### Task list
1 > In the porridge recipe, which items are named as things the brown bread should be unspoiled by?
2 > Based on the porridge recipe, say whether each statement is true: (a) The recipe calls for Sunny Boy cereal. (b) The porridge is cooked for 5 to 10 minutes. (c) The empty pot should be washed right away.

### Text extract
* BEGIN *

# Bachelor's Gourmet Porridge



## Lifter (Oct 20, 2004)

Into a pot or saucepan pur 2 (more or less) glasses of cold water.  Add a half glass, (more or less) of Red River cereal (Sunny Boy has some noxious chemical additive!)  Bring to a boil, strirring frequently and lifting the pot off the stove when it threatens to boil over.  Reduce heat so it doesn't.

Cook for 5-10 minutes (until the radio news is over, TV news takes too long)  Turn off the heat.  Stir in a spoonfull of bran (A handfull or two, leter, when you develop the taste for it, and a constitution to match).

Add honey, syrup, or other; or no sweetener, to taste.  To each helping in bowl (or pot) add a handfull of raisins, sliced banana and milk to go with the sweetener or instead of it.  This porridge will be enhanced by a slice or two of heavy brown bread unspoiled by salt, butter, jam or other pollutant.  (When pot is empty, set it in a sink and fill with cold water as it will be easy to wash later-like in a day  or two)  For added variety (once you start having this dish more than a couple times a day) top it off with cherries or Special K  and/or strawberries, gooseberries, raspberries or Saskatoons, according to season...

* END *

Position annotation listing

* BEGIN *

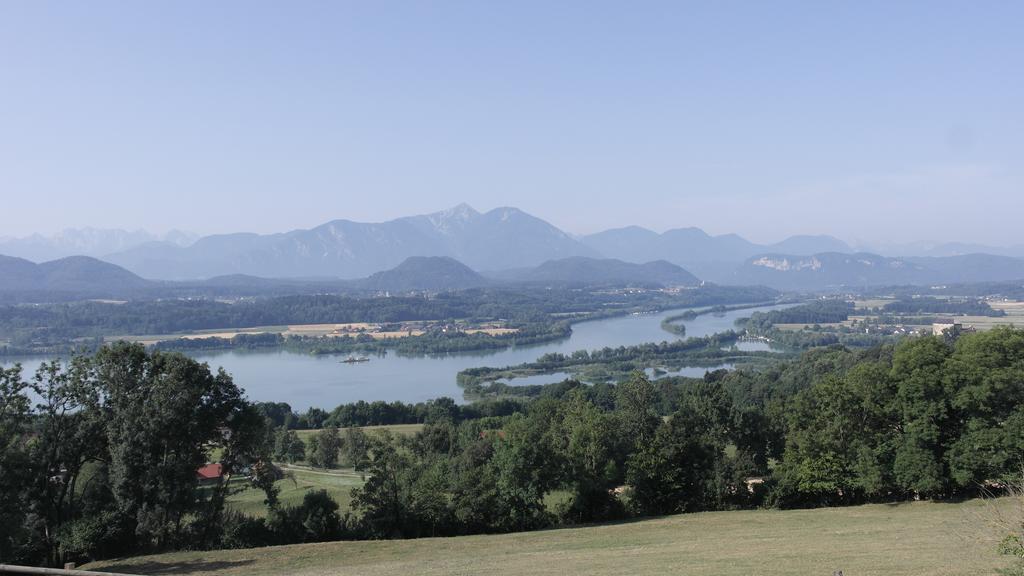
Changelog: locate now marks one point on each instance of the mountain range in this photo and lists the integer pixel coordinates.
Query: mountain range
(507, 244)
(86, 242)
(84, 277)
(503, 238)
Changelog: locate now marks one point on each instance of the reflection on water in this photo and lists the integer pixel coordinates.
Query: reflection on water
(304, 380)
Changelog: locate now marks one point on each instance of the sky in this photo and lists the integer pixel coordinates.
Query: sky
(870, 121)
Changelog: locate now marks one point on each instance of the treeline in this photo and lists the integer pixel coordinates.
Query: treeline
(613, 362)
(433, 341)
(101, 459)
(47, 326)
(818, 312)
(380, 413)
(929, 304)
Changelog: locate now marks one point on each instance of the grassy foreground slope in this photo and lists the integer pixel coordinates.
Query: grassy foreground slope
(915, 538)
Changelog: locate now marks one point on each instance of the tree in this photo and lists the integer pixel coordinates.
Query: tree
(590, 453)
(918, 367)
(161, 413)
(635, 402)
(16, 545)
(324, 447)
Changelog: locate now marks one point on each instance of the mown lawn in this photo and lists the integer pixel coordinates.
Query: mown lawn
(400, 429)
(295, 486)
(920, 538)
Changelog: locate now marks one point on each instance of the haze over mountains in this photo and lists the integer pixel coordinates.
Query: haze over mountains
(86, 242)
(462, 247)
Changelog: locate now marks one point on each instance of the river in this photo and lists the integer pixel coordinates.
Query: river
(304, 380)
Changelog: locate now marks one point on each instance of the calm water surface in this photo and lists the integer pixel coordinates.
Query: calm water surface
(305, 380)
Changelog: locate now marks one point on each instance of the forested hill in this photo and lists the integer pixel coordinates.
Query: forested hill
(81, 275)
(582, 271)
(833, 270)
(425, 274)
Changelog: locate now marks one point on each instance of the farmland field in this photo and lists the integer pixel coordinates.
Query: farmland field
(918, 538)
(301, 480)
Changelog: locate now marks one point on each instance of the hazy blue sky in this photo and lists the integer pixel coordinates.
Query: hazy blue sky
(886, 121)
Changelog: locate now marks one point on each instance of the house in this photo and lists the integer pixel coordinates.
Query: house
(945, 325)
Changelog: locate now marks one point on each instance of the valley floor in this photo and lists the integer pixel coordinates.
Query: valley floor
(920, 538)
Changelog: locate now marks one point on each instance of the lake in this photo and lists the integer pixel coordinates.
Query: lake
(304, 380)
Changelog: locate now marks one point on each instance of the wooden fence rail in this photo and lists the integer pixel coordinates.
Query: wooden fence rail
(6, 569)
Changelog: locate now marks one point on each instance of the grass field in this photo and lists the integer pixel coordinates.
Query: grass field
(919, 538)
(401, 429)
(298, 481)
(295, 486)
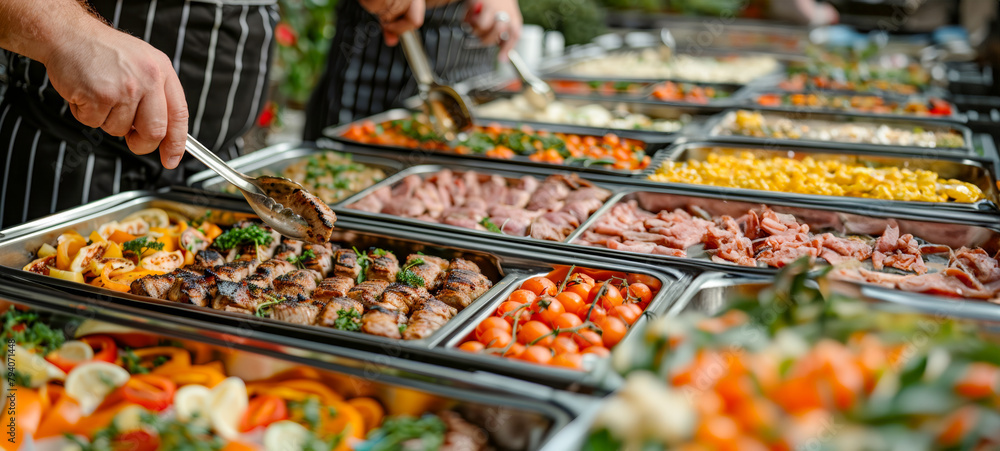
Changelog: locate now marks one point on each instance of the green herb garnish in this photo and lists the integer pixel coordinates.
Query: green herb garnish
(252, 234)
(140, 245)
(348, 319)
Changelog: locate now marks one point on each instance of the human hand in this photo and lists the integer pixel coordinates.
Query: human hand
(495, 22)
(124, 86)
(396, 16)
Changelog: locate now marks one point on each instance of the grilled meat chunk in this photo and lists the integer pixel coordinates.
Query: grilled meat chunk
(247, 294)
(296, 312)
(368, 292)
(402, 297)
(462, 287)
(382, 267)
(154, 286)
(333, 287)
(209, 258)
(461, 263)
(234, 271)
(381, 322)
(346, 264)
(274, 268)
(331, 311)
(296, 285)
(428, 316)
(432, 271)
(323, 260)
(192, 289)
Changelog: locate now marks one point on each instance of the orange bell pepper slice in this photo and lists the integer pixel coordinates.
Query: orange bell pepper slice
(28, 409)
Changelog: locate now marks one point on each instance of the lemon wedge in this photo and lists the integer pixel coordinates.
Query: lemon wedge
(191, 401)
(284, 435)
(35, 368)
(91, 382)
(227, 403)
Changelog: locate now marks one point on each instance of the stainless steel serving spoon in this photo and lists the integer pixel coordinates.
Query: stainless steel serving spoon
(260, 192)
(445, 108)
(538, 93)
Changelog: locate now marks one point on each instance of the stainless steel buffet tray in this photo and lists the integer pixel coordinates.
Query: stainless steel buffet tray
(427, 170)
(515, 415)
(273, 160)
(979, 173)
(716, 130)
(653, 143)
(506, 265)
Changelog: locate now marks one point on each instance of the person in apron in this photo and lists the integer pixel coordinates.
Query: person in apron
(365, 76)
(217, 51)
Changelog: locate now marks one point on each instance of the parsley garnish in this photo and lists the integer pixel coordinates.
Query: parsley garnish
(252, 234)
(488, 223)
(405, 275)
(348, 320)
(264, 309)
(298, 260)
(29, 332)
(140, 245)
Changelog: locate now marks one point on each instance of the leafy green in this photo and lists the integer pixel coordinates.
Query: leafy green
(424, 433)
(29, 332)
(234, 237)
(348, 319)
(140, 245)
(298, 260)
(405, 275)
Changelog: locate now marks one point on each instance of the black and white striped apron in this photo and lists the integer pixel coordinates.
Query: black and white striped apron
(364, 76)
(50, 162)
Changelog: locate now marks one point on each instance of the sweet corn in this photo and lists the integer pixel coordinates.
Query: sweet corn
(824, 177)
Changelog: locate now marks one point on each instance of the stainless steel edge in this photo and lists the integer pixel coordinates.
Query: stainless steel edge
(711, 132)
(428, 169)
(507, 403)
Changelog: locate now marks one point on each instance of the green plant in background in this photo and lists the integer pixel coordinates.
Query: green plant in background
(303, 39)
(578, 20)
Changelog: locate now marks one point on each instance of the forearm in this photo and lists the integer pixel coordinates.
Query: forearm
(36, 28)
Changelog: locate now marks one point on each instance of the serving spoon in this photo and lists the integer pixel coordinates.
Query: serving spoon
(447, 111)
(262, 193)
(538, 93)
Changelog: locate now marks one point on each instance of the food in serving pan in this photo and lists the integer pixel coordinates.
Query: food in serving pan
(331, 176)
(518, 108)
(650, 64)
(495, 141)
(135, 391)
(586, 87)
(857, 104)
(547, 210)
(558, 318)
(804, 174)
(248, 268)
(762, 125)
(765, 238)
(798, 368)
(669, 91)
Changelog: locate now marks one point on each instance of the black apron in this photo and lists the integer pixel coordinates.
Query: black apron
(364, 76)
(50, 162)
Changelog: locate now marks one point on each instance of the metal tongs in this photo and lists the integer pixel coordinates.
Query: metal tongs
(537, 92)
(260, 192)
(447, 111)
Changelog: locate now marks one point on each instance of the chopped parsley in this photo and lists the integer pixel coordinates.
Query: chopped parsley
(488, 223)
(405, 275)
(298, 260)
(140, 245)
(29, 332)
(348, 319)
(252, 234)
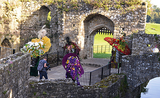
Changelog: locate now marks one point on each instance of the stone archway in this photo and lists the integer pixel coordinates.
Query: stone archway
(92, 24)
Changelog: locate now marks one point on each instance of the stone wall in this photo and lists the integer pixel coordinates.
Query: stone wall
(144, 43)
(66, 89)
(80, 23)
(14, 75)
(140, 68)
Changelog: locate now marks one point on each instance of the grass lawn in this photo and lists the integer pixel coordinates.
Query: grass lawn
(151, 28)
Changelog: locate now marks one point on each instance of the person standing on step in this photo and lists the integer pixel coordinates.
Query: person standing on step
(42, 68)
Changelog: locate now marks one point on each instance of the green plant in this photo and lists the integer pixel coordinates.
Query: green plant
(35, 93)
(44, 93)
(4, 92)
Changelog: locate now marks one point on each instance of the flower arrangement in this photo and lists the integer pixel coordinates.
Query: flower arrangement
(38, 46)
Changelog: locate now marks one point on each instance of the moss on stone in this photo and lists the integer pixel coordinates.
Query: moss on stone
(108, 81)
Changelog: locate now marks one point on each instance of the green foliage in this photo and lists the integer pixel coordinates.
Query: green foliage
(152, 28)
(35, 93)
(44, 93)
(102, 55)
(63, 4)
(48, 20)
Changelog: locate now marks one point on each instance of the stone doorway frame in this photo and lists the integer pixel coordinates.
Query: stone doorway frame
(92, 23)
(92, 35)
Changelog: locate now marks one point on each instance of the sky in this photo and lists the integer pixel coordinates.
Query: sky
(156, 2)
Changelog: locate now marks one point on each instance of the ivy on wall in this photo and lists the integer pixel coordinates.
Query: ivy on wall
(106, 4)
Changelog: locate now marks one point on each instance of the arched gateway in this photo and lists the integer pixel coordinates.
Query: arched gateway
(92, 25)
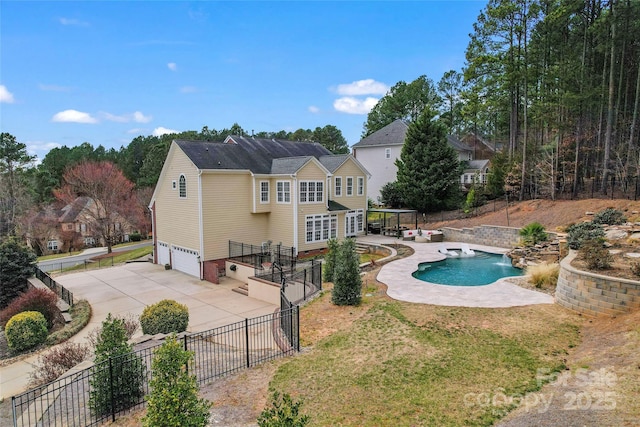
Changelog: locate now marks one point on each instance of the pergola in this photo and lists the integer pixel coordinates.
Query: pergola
(391, 220)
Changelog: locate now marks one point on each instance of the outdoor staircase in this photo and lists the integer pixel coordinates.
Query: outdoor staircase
(244, 290)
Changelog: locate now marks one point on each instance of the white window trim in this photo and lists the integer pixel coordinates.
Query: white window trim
(321, 227)
(318, 195)
(281, 195)
(349, 188)
(262, 193)
(180, 180)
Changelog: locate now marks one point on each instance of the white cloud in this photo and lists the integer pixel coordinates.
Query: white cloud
(5, 96)
(137, 117)
(351, 105)
(362, 87)
(73, 116)
(54, 88)
(159, 131)
(74, 22)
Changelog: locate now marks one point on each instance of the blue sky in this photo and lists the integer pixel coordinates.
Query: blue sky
(106, 72)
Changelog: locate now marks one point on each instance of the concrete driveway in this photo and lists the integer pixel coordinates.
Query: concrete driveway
(130, 288)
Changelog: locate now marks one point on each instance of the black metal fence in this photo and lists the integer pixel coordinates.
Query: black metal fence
(62, 292)
(262, 257)
(218, 352)
(78, 265)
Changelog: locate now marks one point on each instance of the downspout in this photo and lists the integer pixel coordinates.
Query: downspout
(294, 196)
(200, 224)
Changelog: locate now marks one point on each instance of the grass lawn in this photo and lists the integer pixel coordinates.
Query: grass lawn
(403, 364)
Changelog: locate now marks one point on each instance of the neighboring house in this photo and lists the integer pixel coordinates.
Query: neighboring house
(378, 153)
(252, 190)
(476, 171)
(57, 230)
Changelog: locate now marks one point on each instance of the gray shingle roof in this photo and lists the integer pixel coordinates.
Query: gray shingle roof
(392, 134)
(248, 153)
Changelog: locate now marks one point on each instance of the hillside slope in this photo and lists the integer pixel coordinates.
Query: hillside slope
(553, 215)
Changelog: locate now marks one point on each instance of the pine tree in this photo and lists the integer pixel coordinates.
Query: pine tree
(428, 168)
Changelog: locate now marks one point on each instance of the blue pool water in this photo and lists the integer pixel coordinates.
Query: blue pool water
(481, 269)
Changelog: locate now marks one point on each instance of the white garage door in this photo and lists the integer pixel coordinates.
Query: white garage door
(163, 253)
(185, 260)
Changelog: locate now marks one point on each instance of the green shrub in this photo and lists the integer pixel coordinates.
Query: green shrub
(118, 375)
(174, 401)
(577, 233)
(17, 263)
(593, 252)
(284, 412)
(26, 330)
(330, 260)
(533, 233)
(164, 317)
(347, 283)
(609, 216)
(56, 362)
(34, 299)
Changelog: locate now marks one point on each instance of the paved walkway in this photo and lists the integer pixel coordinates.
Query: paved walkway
(404, 287)
(129, 289)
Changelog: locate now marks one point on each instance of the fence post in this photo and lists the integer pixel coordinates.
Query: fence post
(297, 328)
(246, 339)
(113, 406)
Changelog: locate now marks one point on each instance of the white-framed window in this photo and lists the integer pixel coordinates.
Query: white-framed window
(349, 186)
(264, 191)
(311, 191)
(338, 186)
(183, 186)
(320, 228)
(283, 192)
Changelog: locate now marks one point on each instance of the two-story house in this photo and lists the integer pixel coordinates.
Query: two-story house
(378, 153)
(252, 190)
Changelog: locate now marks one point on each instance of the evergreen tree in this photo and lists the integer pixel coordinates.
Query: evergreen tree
(347, 283)
(174, 401)
(17, 262)
(428, 168)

* END *

### Responses per task
1 > Salt, butter, and jam.

2 >
(a) No: "Add a half glass, (more or less) of Red River cereal (Sunny Boy has some noxious chemical additive!)"
(b) Yes: "Cook for 5-10 minutes"
(c) No: "set it in a sink and fill with cold water as it will be easy to wash later"